• **AIM OF THE TASK**
Locate every line in the items below that contains the word "flower", with case counting, and copy each of those lines.

[start STORED ROWS]

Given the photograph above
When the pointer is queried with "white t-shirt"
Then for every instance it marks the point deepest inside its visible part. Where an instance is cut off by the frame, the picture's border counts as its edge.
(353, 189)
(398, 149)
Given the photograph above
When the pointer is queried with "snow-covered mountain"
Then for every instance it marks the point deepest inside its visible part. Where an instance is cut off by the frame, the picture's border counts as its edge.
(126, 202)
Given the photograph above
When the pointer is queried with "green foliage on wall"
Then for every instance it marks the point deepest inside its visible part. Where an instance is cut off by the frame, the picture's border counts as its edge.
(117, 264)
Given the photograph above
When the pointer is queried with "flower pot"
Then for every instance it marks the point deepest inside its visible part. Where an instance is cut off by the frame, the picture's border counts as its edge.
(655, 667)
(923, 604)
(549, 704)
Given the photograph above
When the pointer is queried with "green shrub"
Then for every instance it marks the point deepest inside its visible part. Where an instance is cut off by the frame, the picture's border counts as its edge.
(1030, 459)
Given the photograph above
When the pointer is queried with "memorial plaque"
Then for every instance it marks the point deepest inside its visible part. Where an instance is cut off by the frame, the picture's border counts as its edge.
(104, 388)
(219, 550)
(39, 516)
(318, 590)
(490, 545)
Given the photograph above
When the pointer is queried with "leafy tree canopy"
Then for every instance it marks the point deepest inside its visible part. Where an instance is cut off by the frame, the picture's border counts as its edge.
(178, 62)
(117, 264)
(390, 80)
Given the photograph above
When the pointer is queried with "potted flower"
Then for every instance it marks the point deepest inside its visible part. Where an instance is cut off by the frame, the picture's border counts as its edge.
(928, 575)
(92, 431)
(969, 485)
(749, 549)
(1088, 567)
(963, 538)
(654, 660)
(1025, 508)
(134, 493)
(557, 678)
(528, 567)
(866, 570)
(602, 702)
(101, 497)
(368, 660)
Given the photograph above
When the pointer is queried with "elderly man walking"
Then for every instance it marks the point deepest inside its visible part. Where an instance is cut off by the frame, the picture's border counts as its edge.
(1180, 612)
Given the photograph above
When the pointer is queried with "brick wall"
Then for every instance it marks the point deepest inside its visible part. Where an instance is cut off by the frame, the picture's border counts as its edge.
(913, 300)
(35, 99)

[end STORED ROWS]

• **SOLUTION TO THIS TASK**
When the pointer is queried with "flower pot"
When the pointer is queried with "potted flower"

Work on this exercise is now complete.